─── Material for this task

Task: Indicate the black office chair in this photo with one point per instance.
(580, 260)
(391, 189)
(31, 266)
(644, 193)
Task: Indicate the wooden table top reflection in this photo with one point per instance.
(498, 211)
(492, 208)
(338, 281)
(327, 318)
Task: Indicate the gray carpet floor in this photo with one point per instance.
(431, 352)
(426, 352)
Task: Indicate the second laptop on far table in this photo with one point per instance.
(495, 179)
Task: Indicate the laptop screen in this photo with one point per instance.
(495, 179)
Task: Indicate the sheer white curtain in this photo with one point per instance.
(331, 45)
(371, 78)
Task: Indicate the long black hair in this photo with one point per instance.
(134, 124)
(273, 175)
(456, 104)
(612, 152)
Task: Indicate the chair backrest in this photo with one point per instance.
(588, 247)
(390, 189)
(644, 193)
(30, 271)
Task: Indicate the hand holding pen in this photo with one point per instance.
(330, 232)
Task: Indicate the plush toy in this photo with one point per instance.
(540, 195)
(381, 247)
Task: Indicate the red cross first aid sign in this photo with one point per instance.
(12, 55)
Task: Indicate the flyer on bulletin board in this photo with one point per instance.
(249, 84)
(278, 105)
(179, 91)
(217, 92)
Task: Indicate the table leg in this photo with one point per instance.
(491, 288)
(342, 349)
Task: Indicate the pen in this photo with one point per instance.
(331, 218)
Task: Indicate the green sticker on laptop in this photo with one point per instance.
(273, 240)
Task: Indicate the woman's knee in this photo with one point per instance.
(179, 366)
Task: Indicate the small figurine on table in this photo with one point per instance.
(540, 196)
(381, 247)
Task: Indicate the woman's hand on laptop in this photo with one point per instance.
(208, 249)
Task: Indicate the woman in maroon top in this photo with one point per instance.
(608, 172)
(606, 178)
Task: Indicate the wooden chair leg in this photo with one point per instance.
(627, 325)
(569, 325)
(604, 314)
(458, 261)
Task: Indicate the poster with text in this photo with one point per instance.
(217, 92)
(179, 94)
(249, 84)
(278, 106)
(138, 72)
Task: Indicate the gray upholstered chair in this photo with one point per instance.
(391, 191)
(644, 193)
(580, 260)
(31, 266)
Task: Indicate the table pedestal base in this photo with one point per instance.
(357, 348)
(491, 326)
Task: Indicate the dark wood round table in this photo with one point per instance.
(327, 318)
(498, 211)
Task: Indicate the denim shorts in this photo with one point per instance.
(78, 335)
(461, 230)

──────

* Requirement
Exactly as written, reproduce the whole listing.

* Answer to this problem
Task: Indicate the black office chair in this photo with one point per instance.
(580, 260)
(391, 189)
(31, 266)
(644, 193)
Task: Indicate the wooden table top reflection in this photo with one point per instance.
(498, 211)
(492, 208)
(338, 281)
(327, 318)
Task: Indicate the gray carpet floor in this photo with one point per instance.
(431, 352)
(426, 352)
Task: Indicate the second laptop on far table in this photo with one point per instance.
(495, 179)
Task: Indicate the laptop screen in this photo with one point per instance.
(495, 179)
Task: Indicate the sheer white curtain in this photo with one point per instance.
(331, 45)
(371, 78)
Task: Indicate the long black hair in this photo with one point per instance.
(134, 124)
(273, 175)
(456, 104)
(612, 152)
Task: Indicate the chair backrest in this photo with one point per instance.
(588, 247)
(390, 189)
(644, 193)
(30, 271)
Task: Indicate the hand holding pen in this photo with one point per instance.
(330, 232)
Task: Indicate the plush toy in this photo with one point per instance.
(540, 195)
(381, 247)
Task: Indicate the red cross first aid sign in this photo with one point per instance.
(12, 55)
Task: Indicate the flyer on bulletin board in this photo with one point per instance.
(249, 84)
(278, 105)
(179, 91)
(217, 92)
Task: Indicate the table leg in this photo with one point per instance.
(491, 288)
(342, 349)
Task: Indicate the pen in this photo with one point per instance.
(331, 218)
Task: Indicate the green sticker on laptop in this photo with one point per instance.
(273, 240)
Task: Indicate the woman's knee in this photo with one point per instance.
(179, 366)
Task: Indicate the small figurine on table in this photo with one point per instance.
(540, 196)
(381, 247)
Task: Indicate the woman's hand on laptop in this photo with one point per instance.
(208, 249)
Task: Indicate the woman in maroon top in this photo with one point per instance.
(608, 172)
(606, 178)
Task: Indicate the wooden chair leg in this photo with one point per instance.
(627, 325)
(569, 325)
(604, 314)
(458, 261)
Task: Indicate the poster with text in this photo with one point per instance.
(217, 92)
(179, 94)
(249, 84)
(278, 106)
(138, 72)
Task: Indicate the gray upholstered chair in this photo with one point per instance.
(391, 191)
(644, 193)
(580, 260)
(31, 266)
Task: Indicate the table pedestal base in this photo with one point per instance.
(357, 348)
(491, 326)
Task: Indicate the dark wood round table in this photo with one point per instance.
(327, 318)
(498, 211)
Task: Indicate the denim shorts in this photo with one point per instance.
(78, 335)
(461, 230)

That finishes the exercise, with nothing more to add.